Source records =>
+++++
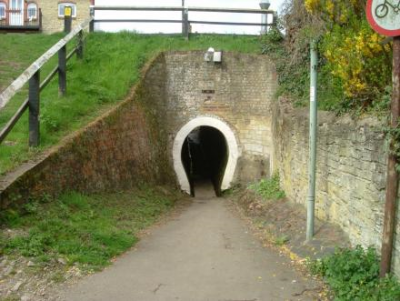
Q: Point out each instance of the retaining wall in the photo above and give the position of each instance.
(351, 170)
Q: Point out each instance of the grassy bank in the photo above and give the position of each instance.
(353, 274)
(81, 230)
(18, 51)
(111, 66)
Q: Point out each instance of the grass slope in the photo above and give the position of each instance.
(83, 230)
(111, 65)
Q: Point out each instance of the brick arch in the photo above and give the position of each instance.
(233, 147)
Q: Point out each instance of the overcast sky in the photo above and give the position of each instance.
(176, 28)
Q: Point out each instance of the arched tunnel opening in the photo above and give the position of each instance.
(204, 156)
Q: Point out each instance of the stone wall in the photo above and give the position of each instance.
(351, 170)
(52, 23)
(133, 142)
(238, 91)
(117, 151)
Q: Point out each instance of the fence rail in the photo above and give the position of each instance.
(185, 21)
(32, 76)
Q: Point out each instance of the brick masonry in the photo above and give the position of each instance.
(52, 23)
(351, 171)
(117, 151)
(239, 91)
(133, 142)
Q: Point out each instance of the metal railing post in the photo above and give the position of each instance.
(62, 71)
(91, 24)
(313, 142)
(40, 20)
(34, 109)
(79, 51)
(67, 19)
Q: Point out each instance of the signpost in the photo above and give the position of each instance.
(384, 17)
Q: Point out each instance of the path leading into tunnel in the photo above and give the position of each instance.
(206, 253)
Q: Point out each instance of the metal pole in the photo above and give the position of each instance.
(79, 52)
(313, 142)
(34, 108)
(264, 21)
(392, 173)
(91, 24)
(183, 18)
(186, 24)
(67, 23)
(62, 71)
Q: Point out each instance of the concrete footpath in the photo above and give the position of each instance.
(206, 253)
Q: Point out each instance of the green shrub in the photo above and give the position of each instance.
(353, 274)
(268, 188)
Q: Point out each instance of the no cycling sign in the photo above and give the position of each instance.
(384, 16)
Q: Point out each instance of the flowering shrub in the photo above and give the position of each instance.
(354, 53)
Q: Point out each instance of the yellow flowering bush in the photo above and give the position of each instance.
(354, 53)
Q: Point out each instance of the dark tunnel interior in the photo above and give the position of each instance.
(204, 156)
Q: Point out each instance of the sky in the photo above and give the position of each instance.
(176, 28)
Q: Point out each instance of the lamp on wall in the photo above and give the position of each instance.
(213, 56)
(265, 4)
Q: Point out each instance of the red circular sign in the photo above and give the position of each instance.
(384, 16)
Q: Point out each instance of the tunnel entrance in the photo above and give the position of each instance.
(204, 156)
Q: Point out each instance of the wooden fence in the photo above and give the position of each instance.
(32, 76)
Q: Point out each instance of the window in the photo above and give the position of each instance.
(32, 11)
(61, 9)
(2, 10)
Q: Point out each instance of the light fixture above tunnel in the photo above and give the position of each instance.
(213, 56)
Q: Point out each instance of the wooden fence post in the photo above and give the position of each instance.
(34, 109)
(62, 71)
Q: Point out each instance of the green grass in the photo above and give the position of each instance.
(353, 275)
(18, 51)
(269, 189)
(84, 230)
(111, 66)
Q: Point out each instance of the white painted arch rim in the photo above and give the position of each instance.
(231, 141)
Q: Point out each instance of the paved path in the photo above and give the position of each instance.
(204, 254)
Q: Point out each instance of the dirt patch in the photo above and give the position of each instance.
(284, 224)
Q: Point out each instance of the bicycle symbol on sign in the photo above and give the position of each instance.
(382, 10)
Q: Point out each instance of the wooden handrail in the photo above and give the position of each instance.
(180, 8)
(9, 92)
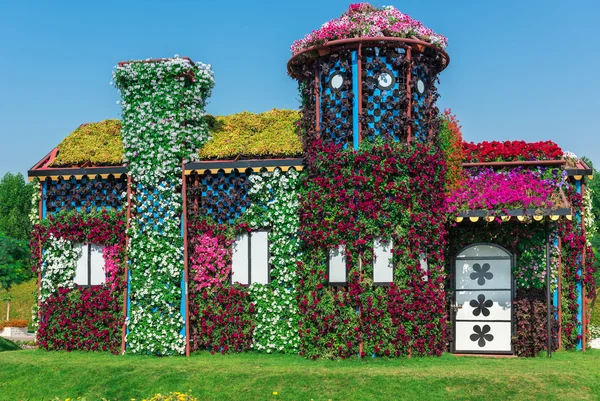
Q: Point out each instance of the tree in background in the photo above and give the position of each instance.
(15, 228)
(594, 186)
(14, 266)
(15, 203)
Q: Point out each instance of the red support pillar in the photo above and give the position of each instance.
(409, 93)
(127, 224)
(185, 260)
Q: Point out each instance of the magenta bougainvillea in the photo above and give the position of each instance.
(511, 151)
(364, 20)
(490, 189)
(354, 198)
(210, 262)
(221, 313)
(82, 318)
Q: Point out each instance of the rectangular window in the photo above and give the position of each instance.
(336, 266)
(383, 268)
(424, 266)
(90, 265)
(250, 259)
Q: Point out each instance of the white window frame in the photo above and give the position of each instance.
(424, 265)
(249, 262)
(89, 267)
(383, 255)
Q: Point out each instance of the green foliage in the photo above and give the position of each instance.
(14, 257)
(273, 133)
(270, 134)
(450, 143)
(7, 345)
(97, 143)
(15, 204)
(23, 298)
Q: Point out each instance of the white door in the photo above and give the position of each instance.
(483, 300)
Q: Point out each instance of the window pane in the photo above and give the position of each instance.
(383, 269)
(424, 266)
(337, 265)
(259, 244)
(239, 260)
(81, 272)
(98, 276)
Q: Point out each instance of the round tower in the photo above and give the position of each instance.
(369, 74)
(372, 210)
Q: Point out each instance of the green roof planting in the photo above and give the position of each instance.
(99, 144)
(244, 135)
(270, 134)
+++++
Brief => Quote all of the entries word for word, omitting any pictures.

Result of the exercise =>
Q: Point out each instance of the retaining wall in the photo above and give the position of each instance.
(351, 170)
Q: Point out each instance of the grassy bank in the photo above and give the position of each instance.
(353, 274)
(81, 230)
(18, 51)
(111, 66)
Q: Point out each instance of the grass slope in the photo above and give the position of each instance.
(83, 230)
(111, 65)
Q: Point out each instance of the brick arch in the photo above and give the position of each instance.
(233, 147)
Q: Point out each instance of the overcast sky in the photo above and give the position of each instance.
(176, 28)
Q: Point out each instance of the arched tunnel opening in the photo above and give the position of each instance.
(204, 156)
Q: Point out each instance of the stone wall in the photo above and give the position of each instance.
(351, 170)
(52, 23)
(133, 142)
(238, 91)
(117, 151)
Q: Point out each instance of the fence rail in the photo above and give the position of each instance.
(185, 21)
(32, 76)
Q: Point out each instance of the brick masonry in the photo above and give the position of each instance.
(52, 23)
(351, 171)
(117, 151)
(239, 91)
(133, 142)
Q: Point out each instance of the metal railing post in the photo above and give the position of each instance.
(62, 71)
(91, 24)
(313, 142)
(40, 20)
(34, 109)
(79, 51)
(67, 19)
Q: Point out each instance of the signpost in the photo above and give the position of each instance.
(384, 17)
Q: Point out each instance of the path leading into tunnel in the photo above and give the position of each instance.
(206, 253)
Q: Point out each instance of the metal pole in the photo above and give the position of each instance.
(79, 52)
(313, 142)
(34, 108)
(264, 21)
(392, 173)
(91, 24)
(183, 18)
(186, 24)
(67, 23)
(62, 71)
Q: Point out each instance of the concrete footpath in the photo above and give the position of each instance.
(206, 253)
Q: Point out each instance of the green shrub in the photo above and give the position of each instance.
(353, 274)
(268, 188)
Q: Point out each instance of the no cycling sign in the photo above and give the position of each instance.
(384, 16)
Q: Point out each instance of the flowering shrub in the photo above and give the position of each instance.
(354, 53)
Q: Point out each instance of the yellow flowering bush in the photo above and give the position of each instance.
(354, 53)
Q: Point out each instance of the dark tunnel interior in the photo above and give the position of each instance.
(204, 156)
Q: Point out each instance of the sky in the photo above and give the position of each instance.
(176, 28)
Q: Point out each instance of the lamp on wall in the photo above and give the position of each instance.
(213, 56)
(265, 4)
Q: Point out each instance of the red circular sign in the photo above and give the position of each instance.
(384, 16)
Q: Point out each instance of the tunnel entrance in the photo above and give the position of each instance.
(204, 156)
Q: Point out each instance of the wooden fence in the photo above and give the position of each instance.
(32, 76)
Q: Point out each instance of the window in the photo above and give the position of each instance.
(32, 11)
(61, 9)
(2, 10)
Q: Point out each instance of the light fixture above tunnel in the photo above and give the position of each instance.
(213, 56)
Q: Point out each instance of the wooden fence post in the photo above and give the position of each instance.
(34, 109)
(62, 71)
Q: Point out each instance of the green grass in the photo above and give the position of each instance.
(353, 275)
(18, 51)
(269, 189)
(84, 230)
(111, 66)
Q: Point out each instance of the white painted arch rim in the photo above and give the position of each instance.
(231, 141)
Q: Point out each instance of the paved path in the photo above and give the position of each instance.
(204, 254)
Q: Point out each instance of the dirt patch in the photo above and give the position of each instance.
(284, 224)
Q: Point out each instance of the bicycle symbol on sign in the photo above and give the position of each instance.
(382, 10)
Q: Point out each instance of the wooden handrail in the photo above and give the position of each instance.
(180, 8)
(9, 92)
Q: Point out each instance of the tree in background in the photo above and give the position of each instance.
(15, 228)
(594, 186)
(14, 266)
(15, 203)
Q: Point out each instance of the red support pillar in the photo above and give the position of each instance.
(409, 93)
(127, 224)
(185, 260)
Q: Point out each instance of the magenta bougainvillea in the photo above and give the position of each instance.
(511, 151)
(364, 20)
(490, 189)
(354, 198)
(210, 262)
(221, 313)
(82, 318)
Q: Point out each instance of the rectangular window in the photo above and give the position of each instance.
(336, 266)
(383, 268)
(424, 266)
(90, 265)
(250, 259)
Q: Point out each instance of the white window frame in the photo above and give the position of each instance.
(424, 265)
(249, 262)
(89, 267)
(383, 255)
Q: Point out each instance of the green foliage in the photo above and give the position of each instance.
(14, 257)
(273, 133)
(270, 134)
(450, 143)
(7, 345)
(97, 143)
(15, 204)
(23, 298)
Q: Point out each instance of the white door in the photo above and give the position of each instance.
(483, 300)
Q: Point out each instance of the window pane in the photo above and give the position of each instance.
(383, 269)
(424, 266)
(337, 265)
(259, 244)
(239, 260)
(81, 272)
(98, 276)
Q: Point out each instance of the round tower in the photo above and give the position of each instance.
(369, 74)
(372, 210)
Q: Point out each instance of the green roof planting in the photo above and give the position of each instance.
(99, 144)
(244, 135)
(270, 134)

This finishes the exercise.